▶ _Given exercise 1_: Copy the records that follow the forum thread below, line for line, and leave the pictures out.

▶ _Extracted text_:
■ ■ ■ ■
Does this happen very often - a pre-release version offered for free, then a final version for sale on Amazon? Amazon offers the Kindle version for $15.37:


----------



## NogDog (May 1, 2009)

r0b0d0c said:


> Does this happen very often - a pre-release version offered for free, then a final version for sale on Amazon? Amazon offers the Kindle version for $15.37:


No, it does not happen often. If you read the author's web site you'll see that this was a sort of experiment for him (in agreement with his publisher) to make various development versions of this novel available for free in electronic form, in part to--hopefully--attract potential readers to this and his other titles.


----------



## r0b0d0c (Feb 16, 2009)

NogDog said:


> No, it does not happen often. If you read the author's web site you'll see that this was a sort of experiment for him (in agreement with his publisher) to make various development versions of this novel available for free in electronic form, in part to--hopefully--attract potential readers to this and his other titles.


Interesting! Has anyone read both the pre-release and final Kindle versions to compare? The Amazon reviews are glowing, but at over $15, I'd probably wait for the price to come down before buying.
■ ■ ■ ■
▶ _Stored rows_:
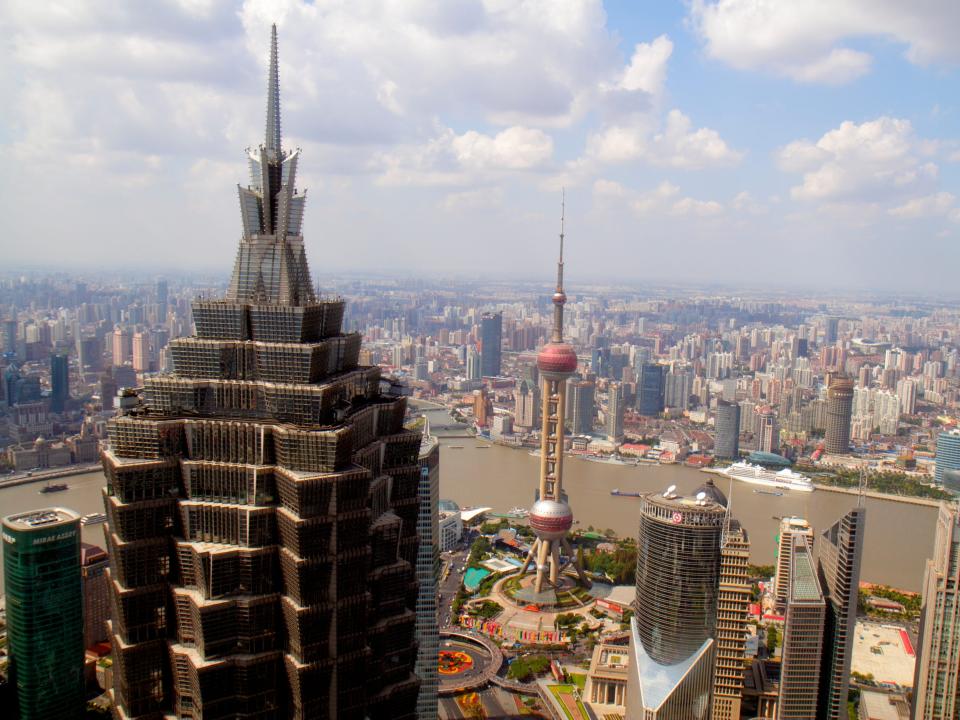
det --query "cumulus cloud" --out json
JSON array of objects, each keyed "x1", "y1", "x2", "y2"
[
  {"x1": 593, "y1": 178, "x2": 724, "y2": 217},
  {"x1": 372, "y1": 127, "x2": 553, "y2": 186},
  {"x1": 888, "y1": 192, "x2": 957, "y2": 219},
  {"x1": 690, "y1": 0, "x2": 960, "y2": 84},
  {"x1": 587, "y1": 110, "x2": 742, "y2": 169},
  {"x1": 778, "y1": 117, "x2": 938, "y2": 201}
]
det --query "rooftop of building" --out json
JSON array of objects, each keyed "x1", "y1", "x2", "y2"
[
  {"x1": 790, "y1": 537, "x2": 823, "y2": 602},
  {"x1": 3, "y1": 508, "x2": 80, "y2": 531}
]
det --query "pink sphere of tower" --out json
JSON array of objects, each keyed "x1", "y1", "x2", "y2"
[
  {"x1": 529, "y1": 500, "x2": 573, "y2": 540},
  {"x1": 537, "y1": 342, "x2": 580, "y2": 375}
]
■ ■ ■ ■
▶ _Given exercise 2_: Write the next part of the forum thread above about a novel offered free before release and later sold as a Kindle book, picking up after its last post.

▶ _Task result 1_:
det --query "cumulus cloud" --out json
JSON array of objects, each keyed "x1", "y1", "x2", "y2"
[
  {"x1": 593, "y1": 178, "x2": 724, "y2": 217},
  {"x1": 372, "y1": 127, "x2": 553, "y2": 186},
  {"x1": 888, "y1": 192, "x2": 957, "y2": 219},
  {"x1": 690, "y1": 0, "x2": 960, "y2": 84},
  {"x1": 587, "y1": 110, "x2": 742, "y2": 169},
  {"x1": 778, "y1": 117, "x2": 938, "y2": 201}
]
det --query "rooftop of building" --out json
JSON array of objects, each keyed "x1", "y1", "x2", "y2"
[
  {"x1": 790, "y1": 537, "x2": 823, "y2": 602},
  {"x1": 3, "y1": 508, "x2": 80, "y2": 531}
]
det --query "pink sphere of tower" --out json
JSON array of objects, each keyed "x1", "y1", "x2", "y2"
[
  {"x1": 529, "y1": 500, "x2": 573, "y2": 540},
  {"x1": 537, "y1": 342, "x2": 580, "y2": 375}
]

▶ _Task result 2_:
----------



## bkworm8it (Nov 17, 2008)

I'm just a pre-released copy. Don't think I'll get the final version if it's $15 but may wait until it comes down in price, though it would be interesting to see what the difference is between the two. 

Also his experiment has worked, at least for me, I will be getting more books by him.  Of course I won't read any of them while in school, I'll wait for breaks in the quarters so I'm not distracted with homework    I plan on finishing Warbreaker this weekend. I finally have a little extra time. - One of the teachers is out until Wednesday so no homework and no class until then so only have Psych test to take today and then study for chem so I'm sure there is plenty of time for reading. After all one can only study for so long per day......like how I justify my reading  

theresam


----------



## Neekeebee (Jan 10, 2009)

r0b0d0c said:


> Interesting! Has anyone read both the pre-release and final Kindle versions to compare? The Amazon reviews are glowing, but at over $15, I'd probably wait for the price to come down before buying.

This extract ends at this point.